DATA FOR ANALYSIS below:

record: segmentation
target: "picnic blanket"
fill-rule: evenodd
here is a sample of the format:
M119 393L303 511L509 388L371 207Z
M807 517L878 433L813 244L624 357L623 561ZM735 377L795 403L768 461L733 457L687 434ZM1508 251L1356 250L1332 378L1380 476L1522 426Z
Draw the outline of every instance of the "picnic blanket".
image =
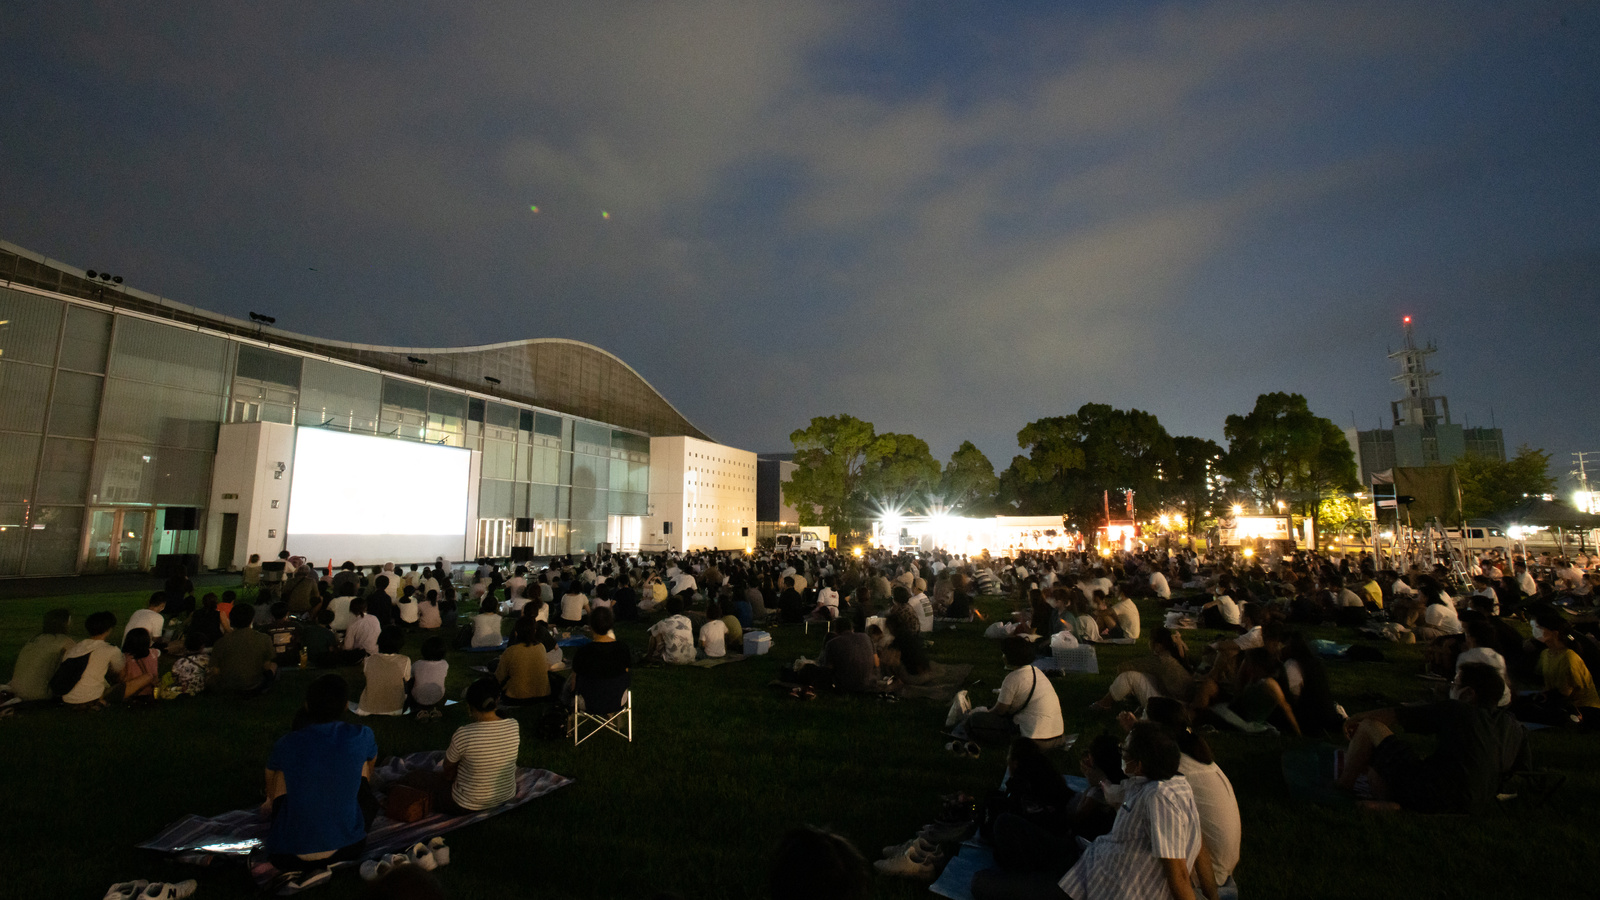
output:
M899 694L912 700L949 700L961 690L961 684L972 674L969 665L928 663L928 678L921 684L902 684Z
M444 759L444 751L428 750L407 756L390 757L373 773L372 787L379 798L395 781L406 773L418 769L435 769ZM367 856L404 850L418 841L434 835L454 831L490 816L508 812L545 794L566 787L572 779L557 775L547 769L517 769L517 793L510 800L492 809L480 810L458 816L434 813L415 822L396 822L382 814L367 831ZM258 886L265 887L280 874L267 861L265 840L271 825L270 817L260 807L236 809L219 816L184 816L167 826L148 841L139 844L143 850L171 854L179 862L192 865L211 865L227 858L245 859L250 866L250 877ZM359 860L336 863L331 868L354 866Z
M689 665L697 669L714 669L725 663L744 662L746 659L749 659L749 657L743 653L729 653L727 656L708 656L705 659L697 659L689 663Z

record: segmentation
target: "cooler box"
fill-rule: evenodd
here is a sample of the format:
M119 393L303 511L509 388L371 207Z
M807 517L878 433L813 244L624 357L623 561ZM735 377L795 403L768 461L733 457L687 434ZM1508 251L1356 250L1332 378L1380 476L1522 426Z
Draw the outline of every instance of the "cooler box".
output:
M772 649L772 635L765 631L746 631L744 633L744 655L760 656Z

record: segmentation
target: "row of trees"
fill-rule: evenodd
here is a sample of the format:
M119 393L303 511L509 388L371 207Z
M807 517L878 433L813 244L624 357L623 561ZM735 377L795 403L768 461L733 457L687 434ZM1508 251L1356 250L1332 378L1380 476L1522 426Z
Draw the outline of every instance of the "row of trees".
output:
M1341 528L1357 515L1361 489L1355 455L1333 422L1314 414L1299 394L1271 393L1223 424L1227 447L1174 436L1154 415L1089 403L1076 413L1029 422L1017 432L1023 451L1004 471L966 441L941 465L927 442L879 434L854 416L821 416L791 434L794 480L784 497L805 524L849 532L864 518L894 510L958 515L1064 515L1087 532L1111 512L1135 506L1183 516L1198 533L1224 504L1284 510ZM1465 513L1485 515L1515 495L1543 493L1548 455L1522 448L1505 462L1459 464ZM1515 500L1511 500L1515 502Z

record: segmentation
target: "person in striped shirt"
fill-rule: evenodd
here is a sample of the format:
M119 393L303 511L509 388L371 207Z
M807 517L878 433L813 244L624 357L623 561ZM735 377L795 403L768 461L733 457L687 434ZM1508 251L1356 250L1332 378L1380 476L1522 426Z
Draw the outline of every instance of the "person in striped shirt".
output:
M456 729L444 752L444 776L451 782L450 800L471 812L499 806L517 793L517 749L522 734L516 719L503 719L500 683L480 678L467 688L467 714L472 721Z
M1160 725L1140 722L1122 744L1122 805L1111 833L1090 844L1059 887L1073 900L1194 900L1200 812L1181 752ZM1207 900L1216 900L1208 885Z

End of DATA FOR ANALYSIS.
DATA FOR ANALYSIS below:

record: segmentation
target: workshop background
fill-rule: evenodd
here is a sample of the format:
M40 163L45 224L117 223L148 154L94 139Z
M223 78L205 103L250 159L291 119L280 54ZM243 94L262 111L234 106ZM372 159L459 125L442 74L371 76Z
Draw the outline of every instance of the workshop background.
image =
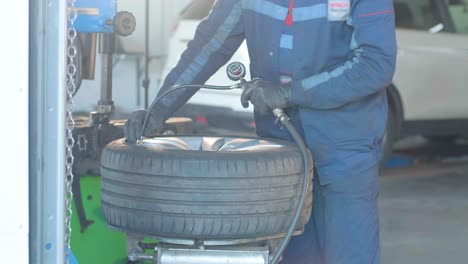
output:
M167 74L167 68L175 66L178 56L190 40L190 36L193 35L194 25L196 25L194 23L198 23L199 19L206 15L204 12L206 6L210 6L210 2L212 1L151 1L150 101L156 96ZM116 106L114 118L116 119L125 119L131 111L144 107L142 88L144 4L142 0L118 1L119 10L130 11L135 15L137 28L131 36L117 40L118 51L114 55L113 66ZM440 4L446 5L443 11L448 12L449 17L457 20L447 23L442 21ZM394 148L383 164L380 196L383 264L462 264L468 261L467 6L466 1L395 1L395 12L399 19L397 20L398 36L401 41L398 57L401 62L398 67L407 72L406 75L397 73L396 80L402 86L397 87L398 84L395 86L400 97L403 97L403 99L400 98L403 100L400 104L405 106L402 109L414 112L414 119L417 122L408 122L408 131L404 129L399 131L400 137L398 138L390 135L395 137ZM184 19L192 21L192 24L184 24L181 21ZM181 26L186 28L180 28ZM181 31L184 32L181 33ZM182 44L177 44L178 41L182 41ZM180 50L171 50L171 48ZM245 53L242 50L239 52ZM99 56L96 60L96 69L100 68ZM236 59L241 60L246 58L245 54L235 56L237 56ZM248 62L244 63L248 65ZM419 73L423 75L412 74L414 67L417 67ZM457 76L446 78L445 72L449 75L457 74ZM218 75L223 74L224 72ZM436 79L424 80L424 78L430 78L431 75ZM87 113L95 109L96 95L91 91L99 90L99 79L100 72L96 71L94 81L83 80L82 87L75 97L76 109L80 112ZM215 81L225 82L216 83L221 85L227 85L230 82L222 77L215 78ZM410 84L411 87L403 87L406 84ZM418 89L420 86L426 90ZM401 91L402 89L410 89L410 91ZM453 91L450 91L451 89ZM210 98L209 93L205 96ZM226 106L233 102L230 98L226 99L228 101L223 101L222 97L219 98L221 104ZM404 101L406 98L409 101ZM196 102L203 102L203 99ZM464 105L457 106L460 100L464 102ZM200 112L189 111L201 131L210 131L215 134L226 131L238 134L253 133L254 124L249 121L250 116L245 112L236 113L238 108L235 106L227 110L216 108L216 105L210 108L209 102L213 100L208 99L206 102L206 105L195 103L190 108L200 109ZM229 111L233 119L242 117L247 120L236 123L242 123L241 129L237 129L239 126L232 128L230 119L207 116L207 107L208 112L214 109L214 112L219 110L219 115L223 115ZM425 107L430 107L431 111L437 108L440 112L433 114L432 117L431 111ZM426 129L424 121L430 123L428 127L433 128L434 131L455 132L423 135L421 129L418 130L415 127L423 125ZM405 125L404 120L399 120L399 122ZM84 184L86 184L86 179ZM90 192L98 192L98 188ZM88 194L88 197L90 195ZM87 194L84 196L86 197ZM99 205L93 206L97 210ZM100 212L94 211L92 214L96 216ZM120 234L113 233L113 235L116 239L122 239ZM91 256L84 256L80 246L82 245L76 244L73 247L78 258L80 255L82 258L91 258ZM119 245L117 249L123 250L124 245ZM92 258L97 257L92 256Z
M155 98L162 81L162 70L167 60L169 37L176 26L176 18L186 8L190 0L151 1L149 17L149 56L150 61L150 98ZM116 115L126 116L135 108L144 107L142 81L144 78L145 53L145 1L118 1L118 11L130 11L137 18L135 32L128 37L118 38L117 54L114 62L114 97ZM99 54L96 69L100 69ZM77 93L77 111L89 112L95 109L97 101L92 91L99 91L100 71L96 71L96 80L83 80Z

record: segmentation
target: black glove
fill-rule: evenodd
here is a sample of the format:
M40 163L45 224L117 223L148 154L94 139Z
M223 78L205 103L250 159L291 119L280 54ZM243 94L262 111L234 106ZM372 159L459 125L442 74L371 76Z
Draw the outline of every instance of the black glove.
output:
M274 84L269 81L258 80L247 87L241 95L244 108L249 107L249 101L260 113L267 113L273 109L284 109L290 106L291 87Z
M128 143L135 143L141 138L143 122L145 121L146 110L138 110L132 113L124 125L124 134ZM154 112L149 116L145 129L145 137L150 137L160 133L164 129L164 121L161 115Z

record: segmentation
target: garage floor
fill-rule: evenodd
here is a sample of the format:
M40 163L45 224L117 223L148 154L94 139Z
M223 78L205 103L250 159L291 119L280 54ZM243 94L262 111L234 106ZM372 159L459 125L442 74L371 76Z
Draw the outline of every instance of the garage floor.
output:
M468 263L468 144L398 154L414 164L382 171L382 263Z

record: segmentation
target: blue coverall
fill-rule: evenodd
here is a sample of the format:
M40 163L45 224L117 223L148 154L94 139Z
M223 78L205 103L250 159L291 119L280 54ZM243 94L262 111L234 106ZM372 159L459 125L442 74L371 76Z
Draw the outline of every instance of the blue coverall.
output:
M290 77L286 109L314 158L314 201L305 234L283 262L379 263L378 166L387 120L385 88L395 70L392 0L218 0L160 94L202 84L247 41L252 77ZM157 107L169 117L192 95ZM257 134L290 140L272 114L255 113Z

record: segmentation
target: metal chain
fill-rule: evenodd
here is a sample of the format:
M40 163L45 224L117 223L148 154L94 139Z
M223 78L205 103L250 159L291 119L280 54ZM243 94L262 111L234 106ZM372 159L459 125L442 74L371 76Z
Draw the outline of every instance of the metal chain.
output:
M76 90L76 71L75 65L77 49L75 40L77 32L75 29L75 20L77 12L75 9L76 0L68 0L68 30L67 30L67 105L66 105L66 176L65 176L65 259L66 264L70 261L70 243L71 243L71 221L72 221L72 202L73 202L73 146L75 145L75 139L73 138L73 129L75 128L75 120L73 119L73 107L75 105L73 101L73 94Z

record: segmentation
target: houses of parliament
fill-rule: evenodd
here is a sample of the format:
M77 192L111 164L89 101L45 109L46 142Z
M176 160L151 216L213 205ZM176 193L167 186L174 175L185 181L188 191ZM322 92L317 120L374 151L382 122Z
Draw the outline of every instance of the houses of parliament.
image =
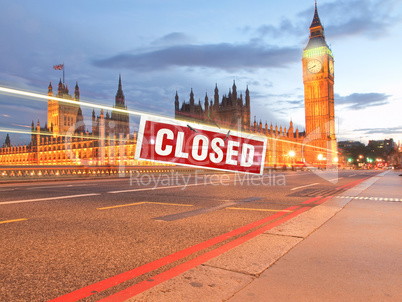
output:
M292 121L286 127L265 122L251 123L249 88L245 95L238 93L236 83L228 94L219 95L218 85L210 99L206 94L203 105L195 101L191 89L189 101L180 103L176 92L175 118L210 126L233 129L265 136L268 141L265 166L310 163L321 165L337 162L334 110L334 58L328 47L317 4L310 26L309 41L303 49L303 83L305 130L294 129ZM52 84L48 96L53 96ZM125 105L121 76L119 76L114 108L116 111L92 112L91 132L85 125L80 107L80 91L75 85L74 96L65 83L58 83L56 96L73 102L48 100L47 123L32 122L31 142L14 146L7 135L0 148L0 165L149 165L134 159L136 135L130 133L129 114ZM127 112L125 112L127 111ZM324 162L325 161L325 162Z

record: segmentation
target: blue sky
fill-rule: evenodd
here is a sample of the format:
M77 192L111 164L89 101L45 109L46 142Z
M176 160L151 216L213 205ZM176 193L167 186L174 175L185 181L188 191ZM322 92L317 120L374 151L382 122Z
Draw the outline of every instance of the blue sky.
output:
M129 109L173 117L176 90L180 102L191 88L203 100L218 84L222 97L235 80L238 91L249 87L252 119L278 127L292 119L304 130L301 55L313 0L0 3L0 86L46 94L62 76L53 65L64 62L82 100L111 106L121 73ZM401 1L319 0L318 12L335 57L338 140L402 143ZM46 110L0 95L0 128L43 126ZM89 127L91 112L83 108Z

End of DATA FOR ANALYSIS.

◆ ACTION ITEM ◆
If a line in the entries above contains the word "striped", count it, and give only the final number.

◆ ANSWER SPACE ◆
2